The three contributions are summed and the score is reported as min(5.0, total). The metadata records the decay slope, the fit R-squared, and the peak count.

Score thresholds

Score	Meaning
0 to 1	The power spectrum follows a smooth natural 1/f law with no periodic peaks.
2 to 3	One signal: a decay outside the natural band, a spectrum that departs from a power law, or periodic peaks.
4 to 5	Several signals together. Consistent with the up-sampling fingerprint of a generative model.

Why this matters

The frequency domain is one of the most studied fingerprints of synthetic images. Durall and colleagues showed that the convolutional up-sampling at the heart of generative models cannot reproduce the spectral distribution of natural data, and that the one-dimensional azimuthally-averaged spectrum exposes the failure, especially at high frequencies, well enough to detect generated images with very high accuracy [1]. Frank and colleagues independently found that the up-sampling leaves a consistent grid-like pattern of peaks in the spectrum, stable across architectures, datasets, and resolutions [2]. The effect is not limited to early generative adversarial networks: a study of synthetic images from generative adversarial networks, diffusion models, and vector-quantised models found that all of them differ from real images in the Fourier domain and in the mid-to-high frequency content of their radial and angular spectral energy [3]. I2 turns these findings into a deterministic screen by measuring how far the radial power spectrum departs from a power law and by counting the periodic peaks that up-sampling produces.
-=-=-=-=-
Given instruction 1:
Answer these questions on the text about spectral screening of synthetic images, one line each:
(a) Which three values does the metadata record?
(b) Which score range means several signals appear together?
(c) What pattern did Frank and colleagues find that up-sampling leaves in the spectrum?

Given data:
-=-=-=-=-
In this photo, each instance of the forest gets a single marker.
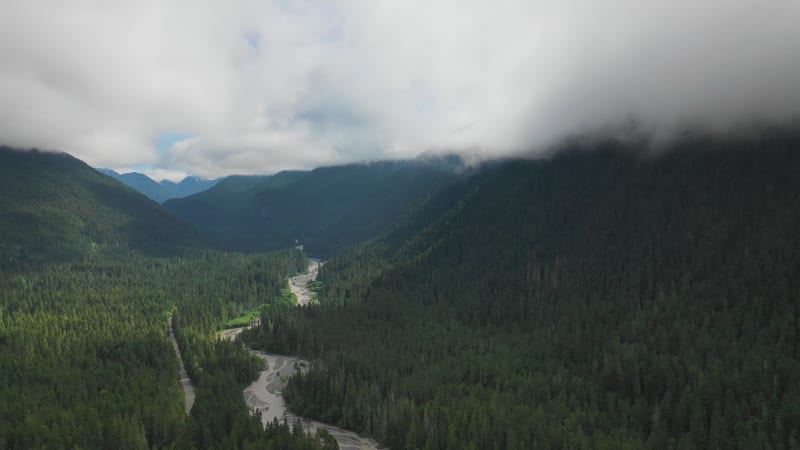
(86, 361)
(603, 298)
-=-=-=-=-
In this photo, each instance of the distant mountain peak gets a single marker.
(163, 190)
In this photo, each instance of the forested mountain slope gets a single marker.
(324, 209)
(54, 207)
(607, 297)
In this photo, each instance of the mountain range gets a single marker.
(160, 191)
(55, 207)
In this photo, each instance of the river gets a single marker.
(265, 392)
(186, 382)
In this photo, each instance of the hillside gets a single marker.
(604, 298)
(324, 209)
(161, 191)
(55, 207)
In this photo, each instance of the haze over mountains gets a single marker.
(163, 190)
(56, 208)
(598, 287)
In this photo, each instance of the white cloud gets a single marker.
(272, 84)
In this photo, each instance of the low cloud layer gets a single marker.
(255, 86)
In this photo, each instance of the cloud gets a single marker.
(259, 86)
-=-=-=-=-
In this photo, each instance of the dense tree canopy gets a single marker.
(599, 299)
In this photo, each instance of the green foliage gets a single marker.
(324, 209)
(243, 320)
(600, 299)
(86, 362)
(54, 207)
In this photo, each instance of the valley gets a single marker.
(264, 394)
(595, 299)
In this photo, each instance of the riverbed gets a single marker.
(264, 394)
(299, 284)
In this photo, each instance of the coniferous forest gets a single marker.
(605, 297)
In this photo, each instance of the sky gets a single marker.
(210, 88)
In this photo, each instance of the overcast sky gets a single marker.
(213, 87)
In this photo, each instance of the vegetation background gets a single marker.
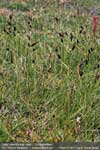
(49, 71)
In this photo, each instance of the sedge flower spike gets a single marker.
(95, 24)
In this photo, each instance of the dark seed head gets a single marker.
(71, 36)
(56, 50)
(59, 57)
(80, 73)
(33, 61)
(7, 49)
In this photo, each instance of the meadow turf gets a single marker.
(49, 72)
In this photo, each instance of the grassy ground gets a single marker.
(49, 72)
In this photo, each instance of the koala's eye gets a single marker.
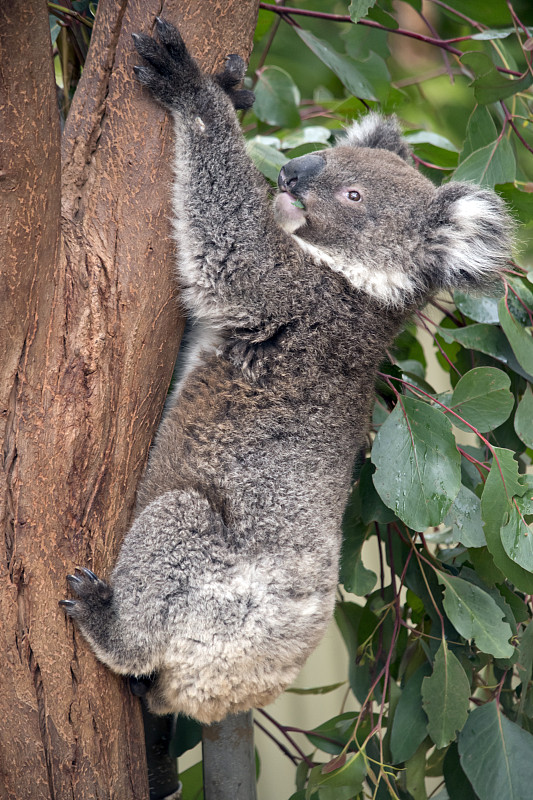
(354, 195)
-=-=-=-=-
Given instruction 2: Gather every line of the listing above that contains the word "cloud".

Output 1:
(a) The decay slope, the fit R-squared, and the peak count.
(b) 4 to 5.
(c) A consistent grid-like pattern of peaks, stable across architectures, datasets, and resolutions.

Output 2:
In this photo, each instance of the white cloud gets a single marker.
In this photo, each instance of the low cloud layer gets a single marker.
In this photo, each instance of the cloud gets a single marker.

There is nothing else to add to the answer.